- **Consigne a**:
Transcrivez à l'identique les enregistrements, depuis la ligne contenant « Task: point out every instance of the window » jusqu'à la fin des enregistrements, bornes comprises.

La biennale nouvelle est arrivée, et fin août une cinquantaine d’amateurs ailés ont rejoint Venise, c’est une tradition !
Un adhérent niortais, Michel Labrid, nous avait précédés en juillet, et avait eu la gentillesse de nous transmettre ses coups de cœur, ses découvertes et ses bonnes adresses, que nous avons appréciée vu l’ampleur démesurée de la manifestation vénitienne à absorber en une semaine !
Au cours de notre rencontre autour d’un verre de Prosecco, devenue elle aussi traditionnelle pour faire le point d’étape à la moitié du marathon, les participants l’ont remercié de ses conseils.
Nous avons commencé notre périple par les Giardini, d’abord par les pavillons nationaux : nous devions retrouver en effet au pavillon de la France Philippe Zimmermann, responsable de la mise en place des œuvres et donc en particulier de la pièce de Céleste Boursier-Mougenot, Révolutions ; les explications de Philippe Zimmermann, très éclairantes, nous ont permis de mieux saisir l’accord entre les différents aspects visuels et sonores de l’œuvre et d’en percevoir toute la poésie. Pour la plupart des participants, le parcours des Giardini avait une tonalité plutôt noire et pessimiste, et certains s’interrogent : est-ce récurrent de biennale en biennale ou vraiment particulier à cette édition ? Les pavillons australien, coréen, chilien ont été les plus commentés, avec toujours cette note désespérante d'une planète où la misère et le martyre de certains pays sont montrés de manière très crue. Le pavillon japonais a sans doute fait la plus forte impression : une installation monumentale de Chiharu Shiota, 180.000 clés en métal récoltées dans le monde, reliées par 400 km de fil rouge, qui explorent la relation que l’on entretient avec les objets quotidiens et les objets de mémoire portant une forte charge symbolique malgré leur matérialité quelconque.

- **Consigne b**:
Reproduisez mot pour mot le compte rendu de la biennale de Venise, de « Un adhérent niortais, Michel » jusqu'à « une semaine ! ».

- **Données extraites**:
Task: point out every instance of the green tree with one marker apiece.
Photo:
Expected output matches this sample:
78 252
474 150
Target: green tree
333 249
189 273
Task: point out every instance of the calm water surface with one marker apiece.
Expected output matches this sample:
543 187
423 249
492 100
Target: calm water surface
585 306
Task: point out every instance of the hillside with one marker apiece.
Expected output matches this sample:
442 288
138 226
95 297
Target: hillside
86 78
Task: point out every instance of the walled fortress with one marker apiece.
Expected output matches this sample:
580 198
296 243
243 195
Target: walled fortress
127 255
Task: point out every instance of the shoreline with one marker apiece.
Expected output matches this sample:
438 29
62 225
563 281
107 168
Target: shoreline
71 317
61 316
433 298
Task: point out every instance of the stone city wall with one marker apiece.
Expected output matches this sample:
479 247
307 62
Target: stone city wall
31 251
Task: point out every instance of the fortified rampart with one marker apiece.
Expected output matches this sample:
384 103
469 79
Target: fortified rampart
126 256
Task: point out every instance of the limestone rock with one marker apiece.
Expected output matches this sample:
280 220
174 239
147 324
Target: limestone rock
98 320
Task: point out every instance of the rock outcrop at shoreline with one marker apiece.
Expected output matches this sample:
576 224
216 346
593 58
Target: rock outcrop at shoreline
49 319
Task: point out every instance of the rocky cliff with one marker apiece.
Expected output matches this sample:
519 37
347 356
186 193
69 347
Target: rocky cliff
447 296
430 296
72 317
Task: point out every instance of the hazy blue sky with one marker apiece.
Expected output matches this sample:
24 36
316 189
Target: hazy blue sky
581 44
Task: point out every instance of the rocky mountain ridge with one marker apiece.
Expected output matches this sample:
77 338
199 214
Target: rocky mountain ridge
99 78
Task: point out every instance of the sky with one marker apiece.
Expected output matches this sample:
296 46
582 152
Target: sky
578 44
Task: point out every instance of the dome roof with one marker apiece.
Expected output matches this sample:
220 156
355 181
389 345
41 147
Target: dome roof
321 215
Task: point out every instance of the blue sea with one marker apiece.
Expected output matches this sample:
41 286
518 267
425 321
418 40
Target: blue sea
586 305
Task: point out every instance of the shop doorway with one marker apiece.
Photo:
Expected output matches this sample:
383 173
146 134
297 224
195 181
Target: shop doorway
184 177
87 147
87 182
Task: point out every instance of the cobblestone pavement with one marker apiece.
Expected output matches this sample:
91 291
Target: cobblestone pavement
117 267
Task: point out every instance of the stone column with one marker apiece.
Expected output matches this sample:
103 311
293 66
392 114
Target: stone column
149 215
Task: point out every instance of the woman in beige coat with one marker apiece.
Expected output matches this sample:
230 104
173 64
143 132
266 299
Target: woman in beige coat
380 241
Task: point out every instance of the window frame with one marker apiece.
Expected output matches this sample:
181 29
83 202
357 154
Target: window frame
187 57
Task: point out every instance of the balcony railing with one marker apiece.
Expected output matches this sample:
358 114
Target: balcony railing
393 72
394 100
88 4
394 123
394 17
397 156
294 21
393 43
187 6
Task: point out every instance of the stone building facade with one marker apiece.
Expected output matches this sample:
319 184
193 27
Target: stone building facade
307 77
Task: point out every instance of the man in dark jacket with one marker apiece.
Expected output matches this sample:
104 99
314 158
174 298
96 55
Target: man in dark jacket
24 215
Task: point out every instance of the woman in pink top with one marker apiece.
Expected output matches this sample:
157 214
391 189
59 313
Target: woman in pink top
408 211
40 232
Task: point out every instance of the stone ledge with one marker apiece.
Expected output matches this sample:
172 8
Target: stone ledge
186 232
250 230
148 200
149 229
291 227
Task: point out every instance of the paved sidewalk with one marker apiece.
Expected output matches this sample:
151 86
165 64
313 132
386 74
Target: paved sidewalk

- **Résultat de l'exercice a**:
Task: point out every instance of the window frame with one marker apiece.
Expected output matches this sample:
181 29
83 202
357 154
Target: window frame
187 57
Task: point out every instance of the balcony railing with one marker apiece.
Expected output matches this sample:
358 114
Target: balcony railing
393 72
394 100
88 4
394 123
394 17
397 156
294 21
393 43
187 6
Task: point out every instance of the stone building facade with one marker apiece.
Expected output matches this sample:
319 184
193 27
Target: stone building facade
307 77
Task: point out every instance of the man in dark jacket with one marker apiece.
Expected output matches this sample:
104 99
314 158
174 298
96 55
Target: man in dark jacket
24 215
Task: point out every instance of the woman in pink top with one marker apiece.
Expected output matches this sample:
157 214
391 189
59 313
Target: woman in pink top
408 211
40 232
Task: point out every instance of the stone ledge with one marker apiece.
Expected output matches this sample:
172 8
Target: stone ledge
186 232
250 230
148 200
149 229
291 227
Task: point out every instance of the paved sidewalk with one marker apiece.
Expected output matches this sample:
151 86
165 64
313 132
386 74
Target: paved sidewalk

- **Résultat de l'exercice b**:
Un adhérent niortais, Michel Labrid, nous avait précédés en juillet, et avait eu la gentillesse de nous transmettre ses coups de cœur, ses découvertes et ses bonnes adresses, que nous avons appréciée vu l’ampleur démesurée de la manifestation vénitienne à absorber en une semaine !